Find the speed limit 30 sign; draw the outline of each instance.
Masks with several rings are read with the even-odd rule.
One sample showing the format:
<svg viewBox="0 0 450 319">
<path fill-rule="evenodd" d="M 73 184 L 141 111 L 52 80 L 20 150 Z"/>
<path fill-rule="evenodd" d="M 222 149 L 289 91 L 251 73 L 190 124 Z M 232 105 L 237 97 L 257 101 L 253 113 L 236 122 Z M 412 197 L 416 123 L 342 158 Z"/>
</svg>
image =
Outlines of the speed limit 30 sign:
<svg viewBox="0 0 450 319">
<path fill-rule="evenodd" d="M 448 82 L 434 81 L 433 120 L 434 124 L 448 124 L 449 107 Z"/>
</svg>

★ ★ ★ ★ ★

> [EXERCISE DIRECTIONS] All of the data shown above should be printed exactly as given.

> [RESULT OF THIS EXERCISE]
Find the speed limit 30 sign; draw the outline of each instance.
Masks with several rings are read with the even-odd rule.
One sample showing the format:
<svg viewBox="0 0 450 319">
<path fill-rule="evenodd" d="M 73 184 L 141 111 L 52 80 L 20 150 Z"/>
<path fill-rule="evenodd" d="M 222 149 L 289 91 L 251 73 L 190 124 Z M 232 105 L 237 97 L 257 101 L 253 113 L 236 122 Z M 412 197 L 416 123 L 342 158 Z"/>
</svg>
image =
Outlines of the speed limit 30 sign:
<svg viewBox="0 0 450 319">
<path fill-rule="evenodd" d="M 448 82 L 434 81 L 433 120 L 434 124 L 448 124 L 449 107 Z"/>
</svg>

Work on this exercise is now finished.